**What you should do**
For the listing that follows, give again exactly the lines from the one with "From this security camera still, highlight where the green water" to the one with "From this security camera still, highlight where the rock", including both.

=== Begin Enclosure ===

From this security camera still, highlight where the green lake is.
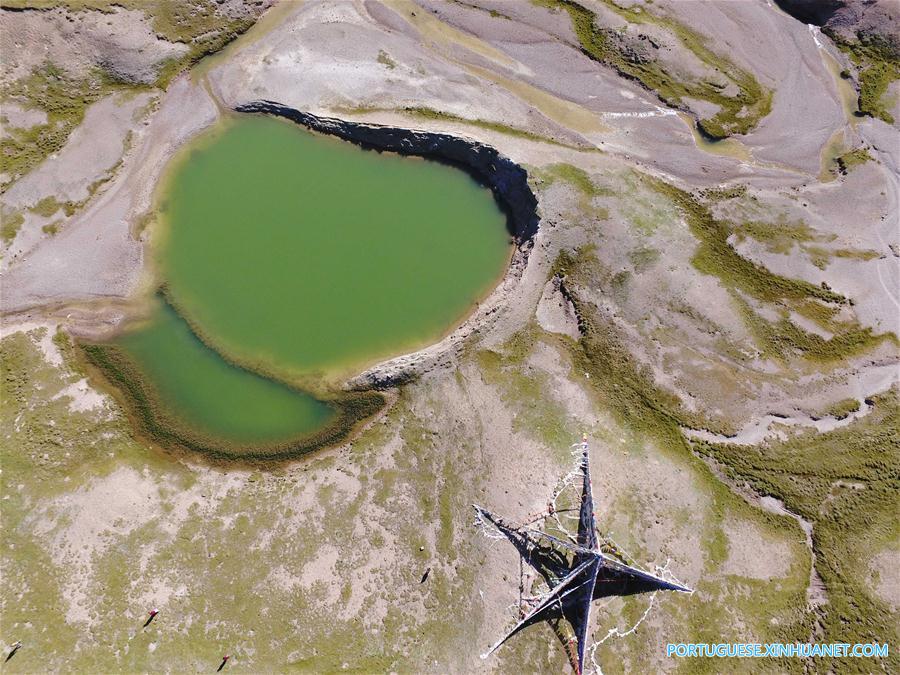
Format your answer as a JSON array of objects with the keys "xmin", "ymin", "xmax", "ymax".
[
  {"xmin": 115, "ymin": 298, "xmax": 334, "ymax": 444},
  {"xmin": 159, "ymin": 114, "xmax": 511, "ymax": 381},
  {"xmin": 104, "ymin": 114, "xmax": 512, "ymax": 450}
]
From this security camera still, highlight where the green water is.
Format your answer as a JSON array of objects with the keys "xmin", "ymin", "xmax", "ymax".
[
  {"xmin": 160, "ymin": 115, "xmax": 511, "ymax": 380},
  {"xmin": 116, "ymin": 299, "xmax": 334, "ymax": 444},
  {"xmin": 108, "ymin": 114, "xmax": 511, "ymax": 447}
]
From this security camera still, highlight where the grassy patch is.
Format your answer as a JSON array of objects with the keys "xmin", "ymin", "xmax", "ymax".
[
  {"xmin": 535, "ymin": 0, "xmax": 772, "ymax": 138},
  {"xmin": 734, "ymin": 294, "xmax": 889, "ymax": 363},
  {"xmin": 692, "ymin": 390, "xmax": 900, "ymax": 672},
  {"xmin": 1, "ymin": 210, "xmax": 24, "ymax": 243},
  {"xmin": 827, "ymin": 31, "xmax": 900, "ymax": 124},
  {"xmin": 0, "ymin": 63, "xmax": 134, "ymax": 188},
  {"xmin": 835, "ymin": 147, "xmax": 873, "ymax": 174},
  {"xmin": 29, "ymin": 195, "xmax": 63, "ymax": 217},
  {"xmin": 732, "ymin": 219, "xmax": 820, "ymax": 255},
  {"xmin": 539, "ymin": 163, "xmax": 612, "ymax": 197},
  {"xmin": 477, "ymin": 332, "xmax": 580, "ymax": 454},
  {"xmin": 825, "ymin": 397, "xmax": 860, "ymax": 420},
  {"xmin": 41, "ymin": 219, "xmax": 62, "ymax": 236},
  {"xmin": 643, "ymin": 174, "xmax": 845, "ymax": 305},
  {"xmin": 538, "ymin": 163, "xmax": 612, "ymax": 219},
  {"xmin": 699, "ymin": 185, "xmax": 748, "ymax": 201},
  {"xmin": 732, "ymin": 219, "xmax": 878, "ymax": 270},
  {"xmin": 376, "ymin": 49, "xmax": 397, "ymax": 69},
  {"xmin": 628, "ymin": 246, "xmax": 659, "ymax": 272}
]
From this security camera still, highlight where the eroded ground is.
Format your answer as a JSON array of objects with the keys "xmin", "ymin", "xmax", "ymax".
[{"xmin": 1, "ymin": 0, "xmax": 898, "ymax": 672}]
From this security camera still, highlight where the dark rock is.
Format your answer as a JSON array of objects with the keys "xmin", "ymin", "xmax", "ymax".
[{"xmin": 233, "ymin": 101, "xmax": 540, "ymax": 244}]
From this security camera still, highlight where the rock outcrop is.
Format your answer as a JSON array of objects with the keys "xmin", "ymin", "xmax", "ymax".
[{"xmin": 233, "ymin": 101, "xmax": 540, "ymax": 243}]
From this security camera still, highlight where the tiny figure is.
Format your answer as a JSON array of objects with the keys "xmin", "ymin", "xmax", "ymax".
[
  {"xmin": 420, "ymin": 567, "xmax": 431, "ymax": 583},
  {"xmin": 143, "ymin": 608, "xmax": 159, "ymax": 628},
  {"xmin": 217, "ymin": 655, "xmax": 230, "ymax": 672},
  {"xmin": 5, "ymin": 641, "xmax": 22, "ymax": 662}
]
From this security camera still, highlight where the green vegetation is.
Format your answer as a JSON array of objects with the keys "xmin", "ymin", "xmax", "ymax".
[
  {"xmin": 693, "ymin": 390, "xmax": 900, "ymax": 673},
  {"xmin": 733, "ymin": 218, "xmax": 821, "ymax": 254},
  {"xmin": 376, "ymin": 50, "xmax": 397, "ymax": 69},
  {"xmin": 0, "ymin": 1, "xmax": 262, "ymax": 188},
  {"xmin": 731, "ymin": 218, "xmax": 878, "ymax": 270},
  {"xmin": 477, "ymin": 336, "xmax": 579, "ymax": 455},
  {"xmin": 535, "ymin": 0, "xmax": 772, "ymax": 138},
  {"xmin": 699, "ymin": 185, "xmax": 748, "ymax": 201},
  {"xmin": 734, "ymin": 295, "xmax": 888, "ymax": 363},
  {"xmin": 827, "ymin": 31, "xmax": 900, "ymax": 124},
  {"xmin": 539, "ymin": 163, "xmax": 611, "ymax": 198},
  {"xmin": 643, "ymin": 175, "xmax": 844, "ymax": 305},
  {"xmin": 30, "ymin": 195, "xmax": 63, "ymax": 217},
  {"xmin": 835, "ymin": 147, "xmax": 873, "ymax": 174},
  {"xmin": 825, "ymin": 397, "xmax": 861, "ymax": 420},
  {"xmin": 0, "ymin": 63, "xmax": 134, "ymax": 188},
  {"xmin": 805, "ymin": 245, "xmax": 880, "ymax": 270},
  {"xmin": 1, "ymin": 210, "xmax": 24, "ymax": 243},
  {"xmin": 41, "ymin": 220, "xmax": 62, "ymax": 236},
  {"xmin": 628, "ymin": 246, "xmax": 659, "ymax": 272},
  {"xmin": 538, "ymin": 163, "xmax": 612, "ymax": 219}
]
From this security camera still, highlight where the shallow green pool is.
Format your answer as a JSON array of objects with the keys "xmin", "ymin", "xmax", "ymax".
[
  {"xmin": 115, "ymin": 299, "xmax": 334, "ymax": 444},
  {"xmin": 159, "ymin": 115, "xmax": 511, "ymax": 381},
  {"xmin": 99, "ymin": 114, "xmax": 511, "ymax": 451}
]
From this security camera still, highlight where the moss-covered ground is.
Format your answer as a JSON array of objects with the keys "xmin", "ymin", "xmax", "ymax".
[
  {"xmin": 835, "ymin": 147, "xmax": 873, "ymax": 174},
  {"xmin": 693, "ymin": 390, "xmax": 899, "ymax": 673},
  {"xmin": 1, "ymin": 289, "xmax": 820, "ymax": 673},
  {"xmin": 0, "ymin": 328, "xmax": 488, "ymax": 671},
  {"xmin": 642, "ymin": 175, "xmax": 893, "ymax": 363},
  {"xmin": 534, "ymin": 0, "xmax": 772, "ymax": 139},
  {"xmin": 0, "ymin": 1, "xmax": 263, "ymax": 189},
  {"xmin": 0, "ymin": 63, "xmax": 137, "ymax": 188},
  {"xmin": 826, "ymin": 30, "xmax": 900, "ymax": 124}
]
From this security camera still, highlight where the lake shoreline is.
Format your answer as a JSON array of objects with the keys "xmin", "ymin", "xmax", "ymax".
[
  {"xmin": 64, "ymin": 109, "xmax": 542, "ymax": 463},
  {"xmin": 231, "ymin": 103, "xmax": 542, "ymax": 390}
]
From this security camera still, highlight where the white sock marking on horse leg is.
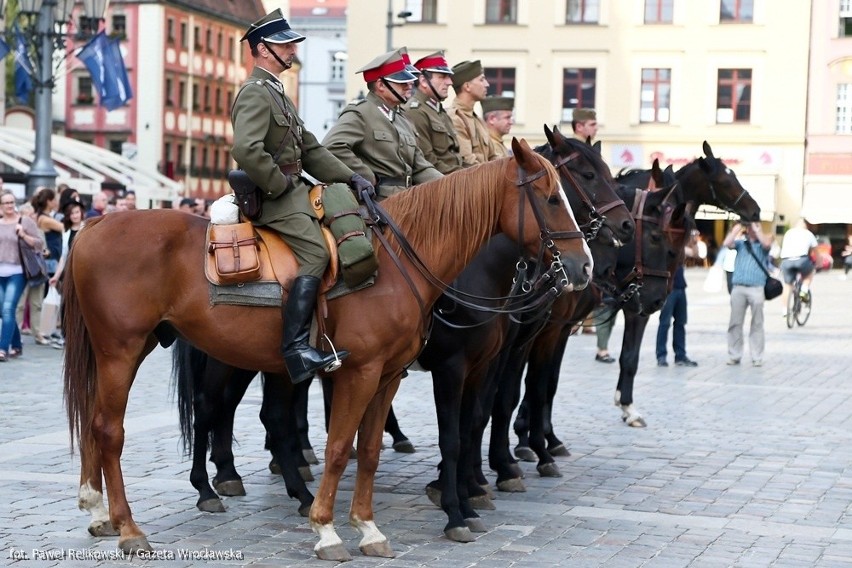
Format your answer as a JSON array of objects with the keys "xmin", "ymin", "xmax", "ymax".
[
  {"xmin": 311, "ymin": 521, "xmax": 343, "ymax": 552},
  {"xmin": 351, "ymin": 517, "xmax": 387, "ymax": 547},
  {"xmin": 79, "ymin": 482, "xmax": 110, "ymax": 526},
  {"xmin": 622, "ymin": 404, "xmax": 643, "ymax": 425}
]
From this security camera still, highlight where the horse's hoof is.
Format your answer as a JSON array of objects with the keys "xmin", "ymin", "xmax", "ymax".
[
  {"xmin": 360, "ymin": 541, "xmax": 394, "ymax": 558},
  {"xmin": 469, "ymin": 494, "xmax": 496, "ymax": 510},
  {"xmin": 119, "ymin": 536, "xmax": 152, "ymax": 554},
  {"xmin": 392, "ymin": 439, "xmax": 416, "ymax": 453},
  {"xmin": 537, "ymin": 462, "xmax": 563, "ymax": 478},
  {"xmin": 303, "ymin": 448, "xmax": 319, "ymax": 465},
  {"xmin": 514, "ymin": 446, "xmax": 537, "ymax": 462},
  {"xmin": 87, "ymin": 520, "xmax": 118, "ymax": 537},
  {"xmin": 445, "ymin": 526, "xmax": 475, "ymax": 542},
  {"xmin": 496, "ymin": 478, "xmax": 526, "ymax": 493},
  {"xmin": 298, "ymin": 466, "xmax": 314, "ymax": 482},
  {"xmin": 268, "ymin": 459, "xmax": 281, "ymax": 475},
  {"xmin": 479, "ymin": 483, "xmax": 495, "ymax": 498},
  {"xmin": 197, "ymin": 498, "xmax": 226, "ymax": 513},
  {"xmin": 464, "ymin": 517, "xmax": 487, "ymax": 533},
  {"xmin": 213, "ymin": 479, "xmax": 246, "ymax": 497},
  {"xmin": 315, "ymin": 543, "xmax": 351, "ymax": 562},
  {"xmin": 349, "ymin": 446, "xmax": 357, "ymax": 459},
  {"xmin": 548, "ymin": 443, "xmax": 571, "ymax": 457},
  {"xmin": 508, "ymin": 462, "xmax": 525, "ymax": 479},
  {"xmin": 623, "ymin": 414, "xmax": 647, "ymax": 428},
  {"xmin": 298, "ymin": 503, "xmax": 311, "ymax": 518},
  {"xmin": 425, "ymin": 484, "xmax": 442, "ymax": 508}
]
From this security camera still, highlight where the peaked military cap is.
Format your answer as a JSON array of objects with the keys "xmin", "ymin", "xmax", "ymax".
[
  {"xmin": 414, "ymin": 51, "xmax": 453, "ymax": 74},
  {"xmin": 451, "ymin": 60, "xmax": 483, "ymax": 90},
  {"xmin": 398, "ymin": 47, "xmax": 421, "ymax": 76},
  {"xmin": 358, "ymin": 49, "xmax": 417, "ymax": 83},
  {"xmin": 481, "ymin": 96, "xmax": 514, "ymax": 115},
  {"xmin": 241, "ymin": 9, "xmax": 305, "ymax": 49},
  {"xmin": 572, "ymin": 108, "xmax": 597, "ymax": 122}
]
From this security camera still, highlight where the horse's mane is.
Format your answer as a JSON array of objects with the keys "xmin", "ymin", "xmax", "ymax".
[{"xmin": 382, "ymin": 153, "xmax": 557, "ymax": 267}]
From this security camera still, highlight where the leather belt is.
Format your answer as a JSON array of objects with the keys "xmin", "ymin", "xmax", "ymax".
[
  {"xmin": 376, "ymin": 175, "xmax": 411, "ymax": 188},
  {"xmin": 279, "ymin": 160, "xmax": 302, "ymax": 176}
]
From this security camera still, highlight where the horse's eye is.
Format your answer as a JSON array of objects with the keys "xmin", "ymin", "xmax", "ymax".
[
  {"xmin": 650, "ymin": 232, "xmax": 663, "ymax": 244},
  {"xmin": 582, "ymin": 172, "xmax": 594, "ymax": 181},
  {"xmin": 548, "ymin": 195, "xmax": 561, "ymax": 205}
]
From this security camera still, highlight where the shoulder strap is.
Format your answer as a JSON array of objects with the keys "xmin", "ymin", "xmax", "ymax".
[{"xmin": 742, "ymin": 240, "xmax": 771, "ymax": 277}]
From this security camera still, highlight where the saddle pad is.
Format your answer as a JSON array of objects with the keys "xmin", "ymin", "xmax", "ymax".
[{"xmin": 209, "ymin": 274, "xmax": 376, "ymax": 307}]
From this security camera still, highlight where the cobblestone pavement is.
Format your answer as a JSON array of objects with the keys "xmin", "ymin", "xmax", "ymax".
[{"xmin": 1, "ymin": 268, "xmax": 850, "ymax": 567}]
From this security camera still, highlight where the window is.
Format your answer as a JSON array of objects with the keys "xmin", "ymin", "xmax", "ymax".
[
  {"xmin": 180, "ymin": 22, "xmax": 187, "ymax": 49},
  {"xmin": 640, "ymin": 68, "xmax": 670, "ymax": 123},
  {"xmin": 405, "ymin": 0, "xmax": 437, "ymax": 23},
  {"xmin": 176, "ymin": 144, "xmax": 185, "ymax": 174},
  {"xmin": 178, "ymin": 81, "xmax": 186, "ymax": 107},
  {"xmin": 167, "ymin": 18, "xmax": 175, "ymax": 44},
  {"xmin": 485, "ymin": 67, "xmax": 515, "ymax": 96},
  {"xmin": 486, "ymin": 0, "xmax": 517, "ymax": 24},
  {"xmin": 194, "ymin": 26, "xmax": 202, "ymax": 50},
  {"xmin": 217, "ymin": 32, "xmax": 223, "ymax": 57},
  {"xmin": 561, "ymin": 68, "xmax": 596, "ymax": 121},
  {"xmin": 109, "ymin": 139, "xmax": 124, "ymax": 154},
  {"xmin": 215, "ymin": 88, "xmax": 222, "ymax": 114},
  {"xmin": 206, "ymin": 28, "xmax": 213, "ymax": 54},
  {"xmin": 566, "ymin": 0, "xmax": 600, "ymax": 24},
  {"xmin": 837, "ymin": 84, "xmax": 852, "ymax": 134},
  {"xmin": 716, "ymin": 68, "xmax": 751, "ymax": 123},
  {"xmin": 226, "ymin": 90, "xmax": 234, "ymax": 112},
  {"xmin": 193, "ymin": 82, "xmax": 200, "ymax": 111},
  {"xmin": 203, "ymin": 85, "xmax": 210, "ymax": 112},
  {"xmin": 841, "ymin": 0, "xmax": 852, "ymax": 36},
  {"xmin": 77, "ymin": 16, "xmax": 96, "ymax": 37},
  {"xmin": 644, "ymin": 0, "xmax": 673, "ymax": 24},
  {"xmin": 720, "ymin": 0, "xmax": 753, "ymax": 23},
  {"xmin": 76, "ymin": 76, "xmax": 94, "ymax": 105},
  {"xmin": 165, "ymin": 78, "xmax": 173, "ymax": 107},
  {"xmin": 330, "ymin": 52, "xmax": 345, "ymax": 81},
  {"xmin": 111, "ymin": 14, "xmax": 126, "ymax": 37},
  {"xmin": 227, "ymin": 37, "xmax": 234, "ymax": 61}
]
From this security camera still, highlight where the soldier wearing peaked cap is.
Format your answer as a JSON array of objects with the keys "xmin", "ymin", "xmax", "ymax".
[
  {"xmin": 323, "ymin": 49, "xmax": 442, "ymax": 200},
  {"xmin": 231, "ymin": 9, "xmax": 375, "ymax": 384},
  {"xmin": 403, "ymin": 51, "xmax": 464, "ymax": 174},
  {"xmin": 481, "ymin": 96, "xmax": 514, "ymax": 158},
  {"xmin": 448, "ymin": 60, "xmax": 500, "ymax": 166}
]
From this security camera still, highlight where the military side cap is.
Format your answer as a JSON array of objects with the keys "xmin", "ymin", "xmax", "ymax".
[
  {"xmin": 241, "ymin": 9, "xmax": 305, "ymax": 49},
  {"xmin": 414, "ymin": 51, "xmax": 453, "ymax": 74},
  {"xmin": 358, "ymin": 49, "xmax": 417, "ymax": 83},
  {"xmin": 481, "ymin": 96, "xmax": 514, "ymax": 114},
  {"xmin": 451, "ymin": 60, "xmax": 483, "ymax": 90},
  {"xmin": 572, "ymin": 108, "xmax": 597, "ymax": 122}
]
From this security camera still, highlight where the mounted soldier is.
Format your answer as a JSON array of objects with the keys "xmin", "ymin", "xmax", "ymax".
[
  {"xmin": 571, "ymin": 107, "xmax": 598, "ymax": 144},
  {"xmin": 448, "ymin": 60, "xmax": 500, "ymax": 166},
  {"xmin": 481, "ymin": 95, "xmax": 515, "ymax": 158}
]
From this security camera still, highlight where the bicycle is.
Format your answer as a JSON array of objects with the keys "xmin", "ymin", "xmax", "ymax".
[{"xmin": 786, "ymin": 273, "xmax": 812, "ymax": 328}]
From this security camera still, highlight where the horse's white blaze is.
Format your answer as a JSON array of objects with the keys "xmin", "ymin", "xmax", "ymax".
[
  {"xmin": 351, "ymin": 517, "xmax": 387, "ymax": 547},
  {"xmin": 78, "ymin": 482, "xmax": 109, "ymax": 524},
  {"xmin": 556, "ymin": 181, "xmax": 594, "ymax": 274},
  {"xmin": 311, "ymin": 521, "xmax": 344, "ymax": 551}
]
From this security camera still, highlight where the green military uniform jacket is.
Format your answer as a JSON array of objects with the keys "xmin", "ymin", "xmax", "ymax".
[
  {"xmin": 448, "ymin": 98, "xmax": 500, "ymax": 166},
  {"xmin": 403, "ymin": 90, "xmax": 463, "ymax": 174},
  {"xmin": 489, "ymin": 131, "xmax": 510, "ymax": 158},
  {"xmin": 323, "ymin": 92, "xmax": 442, "ymax": 199},
  {"xmin": 231, "ymin": 67, "xmax": 354, "ymax": 224}
]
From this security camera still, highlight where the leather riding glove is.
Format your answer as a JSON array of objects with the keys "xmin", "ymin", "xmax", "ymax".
[{"xmin": 349, "ymin": 173, "xmax": 376, "ymax": 201}]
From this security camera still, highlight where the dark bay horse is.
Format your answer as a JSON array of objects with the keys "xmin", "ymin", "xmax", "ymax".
[{"xmin": 63, "ymin": 138, "xmax": 592, "ymax": 561}]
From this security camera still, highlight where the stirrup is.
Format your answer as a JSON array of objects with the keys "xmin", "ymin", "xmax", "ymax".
[{"xmin": 321, "ymin": 334, "xmax": 344, "ymax": 373}]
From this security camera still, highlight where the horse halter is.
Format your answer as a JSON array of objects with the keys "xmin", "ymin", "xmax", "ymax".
[
  {"xmin": 552, "ymin": 151, "xmax": 625, "ymax": 242},
  {"xmin": 707, "ymin": 178, "xmax": 749, "ymax": 214}
]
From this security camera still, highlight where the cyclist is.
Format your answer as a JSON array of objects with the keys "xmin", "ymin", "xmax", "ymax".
[{"xmin": 779, "ymin": 218, "xmax": 818, "ymax": 317}]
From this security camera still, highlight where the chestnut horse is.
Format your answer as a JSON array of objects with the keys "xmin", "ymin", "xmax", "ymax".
[{"xmin": 63, "ymin": 138, "xmax": 592, "ymax": 561}]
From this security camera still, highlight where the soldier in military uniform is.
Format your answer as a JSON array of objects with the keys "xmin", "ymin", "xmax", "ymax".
[
  {"xmin": 231, "ymin": 9, "xmax": 375, "ymax": 384},
  {"xmin": 571, "ymin": 107, "xmax": 598, "ymax": 143},
  {"xmin": 403, "ymin": 51, "xmax": 463, "ymax": 174},
  {"xmin": 481, "ymin": 95, "xmax": 515, "ymax": 158},
  {"xmin": 448, "ymin": 60, "xmax": 499, "ymax": 166},
  {"xmin": 323, "ymin": 49, "xmax": 442, "ymax": 200}
]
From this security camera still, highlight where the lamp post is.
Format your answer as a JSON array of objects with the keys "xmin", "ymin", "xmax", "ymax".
[
  {"xmin": 385, "ymin": 0, "xmax": 411, "ymax": 52},
  {"xmin": 15, "ymin": 0, "xmax": 108, "ymax": 197}
]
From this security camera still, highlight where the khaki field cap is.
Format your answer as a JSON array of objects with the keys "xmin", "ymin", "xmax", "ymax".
[
  {"xmin": 572, "ymin": 108, "xmax": 597, "ymax": 122},
  {"xmin": 358, "ymin": 49, "xmax": 418, "ymax": 83},
  {"xmin": 414, "ymin": 51, "xmax": 453, "ymax": 74},
  {"xmin": 481, "ymin": 96, "xmax": 514, "ymax": 114},
  {"xmin": 241, "ymin": 9, "xmax": 305, "ymax": 48},
  {"xmin": 451, "ymin": 60, "xmax": 483, "ymax": 90}
]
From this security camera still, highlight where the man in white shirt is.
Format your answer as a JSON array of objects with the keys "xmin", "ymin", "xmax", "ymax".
[{"xmin": 779, "ymin": 218, "xmax": 818, "ymax": 314}]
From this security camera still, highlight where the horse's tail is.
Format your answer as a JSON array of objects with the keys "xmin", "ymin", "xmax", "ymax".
[
  {"xmin": 62, "ymin": 247, "xmax": 97, "ymax": 462},
  {"xmin": 171, "ymin": 339, "xmax": 208, "ymax": 455}
]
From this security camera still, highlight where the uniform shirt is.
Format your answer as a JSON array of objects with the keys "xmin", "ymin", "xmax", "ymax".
[
  {"xmin": 489, "ymin": 130, "xmax": 510, "ymax": 158},
  {"xmin": 404, "ymin": 90, "xmax": 464, "ymax": 174},
  {"xmin": 779, "ymin": 227, "xmax": 817, "ymax": 259},
  {"xmin": 231, "ymin": 67, "xmax": 354, "ymax": 222},
  {"xmin": 323, "ymin": 92, "xmax": 442, "ymax": 199},
  {"xmin": 448, "ymin": 98, "xmax": 500, "ymax": 166},
  {"xmin": 731, "ymin": 239, "xmax": 769, "ymax": 287}
]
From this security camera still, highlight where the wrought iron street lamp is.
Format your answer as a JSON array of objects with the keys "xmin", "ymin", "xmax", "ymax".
[{"xmin": 14, "ymin": 0, "xmax": 108, "ymax": 196}]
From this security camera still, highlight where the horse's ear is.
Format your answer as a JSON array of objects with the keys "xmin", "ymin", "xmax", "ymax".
[
  {"xmin": 670, "ymin": 202, "xmax": 689, "ymax": 225},
  {"xmin": 511, "ymin": 137, "xmax": 534, "ymax": 168},
  {"xmin": 702, "ymin": 140, "xmax": 714, "ymax": 159},
  {"xmin": 664, "ymin": 164, "xmax": 675, "ymax": 176},
  {"xmin": 651, "ymin": 159, "xmax": 664, "ymax": 188},
  {"xmin": 544, "ymin": 124, "xmax": 555, "ymax": 145},
  {"xmin": 592, "ymin": 140, "xmax": 602, "ymax": 154}
]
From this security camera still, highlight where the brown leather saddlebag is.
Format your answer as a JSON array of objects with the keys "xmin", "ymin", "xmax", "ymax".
[{"xmin": 207, "ymin": 223, "xmax": 262, "ymax": 285}]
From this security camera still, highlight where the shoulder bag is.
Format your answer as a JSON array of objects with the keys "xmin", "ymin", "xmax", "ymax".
[
  {"xmin": 743, "ymin": 241, "xmax": 782, "ymax": 300},
  {"xmin": 17, "ymin": 219, "xmax": 49, "ymax": 287}
]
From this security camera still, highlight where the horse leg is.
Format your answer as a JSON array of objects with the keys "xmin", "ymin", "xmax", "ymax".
[
  {"xmin": 384, "ymin": 404, "xmax": 415, "ymax": 453},
  {"xmin": 260, "ymin": 373, "xmax": 315, "ymax": 517},
  {"xmin": 210, "ymin": 367, "xmax": 256, "ymax": 497},
  {"xmin": 488, "ymin": 348, "xmax": 527, "ymax": 492},
  {"xmin": 310, "ymin": 367, "xmax": 382, "ymax": 561},
  {"xmin": 541, "ymin": 330, "xmax": 572, "ymax": 459},
  {"xmin": 321, "ymin": 375, "xmax": 354, "ymax": 458},
  {"xmin": 524, "ymin": 344, "xmax": 562, "ymax": 478},
  {"xmin": 616, "ymin": 312, "xmax": 649, "ymax": 427},
  {"xmin": 349, "ymin": 378, "xmax": 399, "ymax": 558},
  {"xmin": 78, "ymin": 432, "xmax": 117, "ymax": 537},
  {"xmin": 512, "ymin": 399, "xmax": 536, "ymax": 462},
  {"xmin": 295, "ymin": 376, "xmax": 319, "ymax": 465}
]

=== End Enclosure ===

**Written response**
From this security camera still, highlight where the green water is.
Format your answer as a JSON array of objects with the keys "xmin", "ymin", "xmax", "ymax".
[
  {"xmin": 160, "ymin": 115, "xmax": 511, "ymax": 380},
  {"xmin": 116, "ymin": 299, "xmax": 334, "ymax": 444},
  {"xmin": 108, "ymin": 114, "xmax": 511, "ymax": 447}
]
From this security camera still, highlight where the grassy patch is.
Format your answer as a JSON array of objects with the keys "xmin", "ymin", "xmax", "ymax".
[
  {"xmin": 535, "ymin": 0, "xmax": 772, "ymax": 138},
  {"xmin": 734, "ymin": 294, "xmax": 889, "ymax": 363},
  {"xmin": 692, "ymin": 390, "xmax": 900, "ymax": 672},
  {"xmin": 1, "ymin": 210, "xmax": 24, "ymax": 243},
  {"xmin": 827, "ymin": 31, "xmax": 900, "ymax": 124},
  {"xmin": 0, "ymin": 63, "xmax": 134, "ymax": 188},
  {"xmin": 835, "ymin": 147, "xmax": 873, "ymax": 174},
  {"xmin": 29, "ymin": 195, "xmax": 63, "ymax": 217},
  {"xmin": 732, "ymin": 219, "xmax": 820, "ymax": 255},
  {"xmin": 539, "ymin": 163, "xmax": 612, "ymax": 197},
  {"xmin": 477, "ymin": 332, "xmax": 580, "ymax": 454},
  {"xmin": 825, "ymin": 397, "xmax": 860, "ymax": 420},
  {"xmin": 41, "ymin": 219, "xmax": 62, "ymax": 236},
  {"xmin": 643, "ymin": 174, "xmax": 845, "ymax": 305},
  {"xmin": 538, "ymin": 163, "xmax": 612, "ymax": 219},
  {"xmin": 699, "ymin": 185, "xmax": 748, "ymax": 201},
  {"xmin": 732, "ymin": 219, "xmax": 878, "ymax": 270},
  {"xmin": 376, "ymin": 49, "xmax": 397, "ymax": 69},
  {"xmin": 628, "ymin": 246, "xmax": 659, "ymax": 272}
]
From this security camera still, highlight where the eroded ground is.
Format your answer as a JSON array of objects with the keys "xmin", "ymin", "xmax", "ymax".
[{"xmin": 1, "ymin": 0, "xmax": 898, "ymax": 672}]
From this security camera still, highlight where the dark rock is.
Format your answer as a JSON array of objects with the keys "xmin", "ymin", "xmax", "ymax".
[{"xmin": 233, "ymin": 101, "xmax": 540, "ymax": 244}]
From this security camera still, highlight where the rock outcrop is.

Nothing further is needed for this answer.